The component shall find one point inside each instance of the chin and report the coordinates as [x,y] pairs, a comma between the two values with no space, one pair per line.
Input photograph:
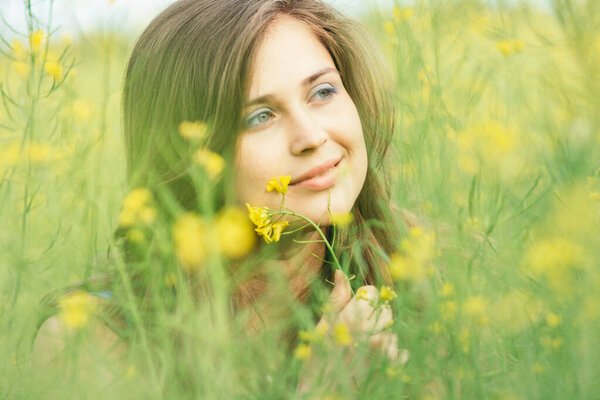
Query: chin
[316,209]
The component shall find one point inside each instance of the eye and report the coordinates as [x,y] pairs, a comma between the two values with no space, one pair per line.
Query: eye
[325,91]
[260,117]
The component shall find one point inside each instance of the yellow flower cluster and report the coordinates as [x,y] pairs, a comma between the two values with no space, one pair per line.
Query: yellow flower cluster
[510,46]
[195,237]
[190,243]
[271,232]
[75,309]
[54,69]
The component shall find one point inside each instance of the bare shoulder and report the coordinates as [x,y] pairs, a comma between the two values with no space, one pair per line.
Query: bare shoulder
[54,339]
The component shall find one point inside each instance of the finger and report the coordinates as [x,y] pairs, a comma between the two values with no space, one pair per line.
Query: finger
[385,343]
[381,319]
[338,299]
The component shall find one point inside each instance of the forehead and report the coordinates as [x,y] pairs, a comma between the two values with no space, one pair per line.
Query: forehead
[289,52]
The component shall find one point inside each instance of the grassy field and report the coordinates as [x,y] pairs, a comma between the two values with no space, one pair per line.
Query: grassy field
[498,156]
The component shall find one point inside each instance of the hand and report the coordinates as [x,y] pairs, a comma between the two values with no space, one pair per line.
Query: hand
[365,323]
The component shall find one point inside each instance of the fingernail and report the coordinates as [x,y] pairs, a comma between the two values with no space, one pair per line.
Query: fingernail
[337,278]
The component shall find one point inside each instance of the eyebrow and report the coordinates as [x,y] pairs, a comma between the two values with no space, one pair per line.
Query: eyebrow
[307,81]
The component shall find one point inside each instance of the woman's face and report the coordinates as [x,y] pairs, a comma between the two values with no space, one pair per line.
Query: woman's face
[300,121]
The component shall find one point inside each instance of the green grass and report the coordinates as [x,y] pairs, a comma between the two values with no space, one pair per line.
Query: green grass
[497,154]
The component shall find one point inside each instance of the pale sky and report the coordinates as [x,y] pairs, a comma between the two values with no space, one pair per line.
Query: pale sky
[132,16]
[122,15]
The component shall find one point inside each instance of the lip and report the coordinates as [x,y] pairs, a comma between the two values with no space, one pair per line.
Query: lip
[312,179]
━━━━━━━━━━
__Your goal__. Once the pictures are removed, copy the listing exactly.

__Answer section__.
The component shall find one point inside each instance of the chin and report the coordinates as [x,y] pairs, a comma between the two values with no space, one pair per line.
Input photograph:
Query: chin
[316,209]
The component shall find one point inside each instance of the eye and report the coordinates as [x,y] pairs, a comma between the two values with no space, one pair per line.
Query: eye
[325,91]
[260,117]
The component shall find one point inside each instance of the yellow flower cluster and report the coordinates as [x,y] pairs, a comma between the two values with no space, one pair per line.
Query: yellow flower cluster
[510,46]
[195,237]
[190,243]
[271,232]
[75,309]
[54,69]
The component shall find one point inside each instance of the bare shoulder and report the coordinates as [x,y] pairs, a comma between the two values with no space, one pair per line.
Query: bare shoulder
[54,339]
The component shall find one point inside each instance of the finger and report the coordinates as [x,y] pairs, a comma between the two values with no space, one pair per line.
Query: finger
[385,343]
[381,319]
[338,299]
The component shall find one point inside each instance of the forehead and report the coordinates as [x,y] pairs, a comma between the two values with no space, one pair per line.
Query: forehead
[289,52]
The component shall find one point inside each instance of the grassy field and report the coordinates as [x,y] pairs, a comma between the two values with no space, one pair per line.
Query: grassy field
[498,156]
The component shall find one point inside each instance of the hand and report the coordinates as [x,y] pairs, a comma between the two values with no space, one pair per line.
Query: hand
[365,323]
The component shall find one point inside each instance of the fingernail and report the coordinates as [x,y] pairs, a comma between the two values with no space, one pair per line.
Query: fingernail
[337,278]
The component shall find one point inside each instance of the eyebrow and report the coordinates as [x,y] pairs, a comma between the two values with no space, one pair per line.
Query: eyebrow
[307,81]
The component shall find one point inside each instance of the woman's face and report the coordinates as [x,y] pairs, a comma between the two values with no space, one pair per line.
Query: woman's face
[300,121]
The component shall find one point inside each instance of the green grass and report the coordinates as [x,y] pairs, a comma between the two values with no space, one pair per line.
Query: green grass
[497,154]
The component shall find one point inside each instance of the pale sky and report the coordinates as [x,y] pairs, a comma between the two values with no space, one pair per line.
Query: pale sky
[132,16]
[122,15]
The component shall find one point inside each instance of the lip and report the coordinates as [x,y] pairs, a comma between the two values with no space, one pair per line.
Query: lip
[312,179]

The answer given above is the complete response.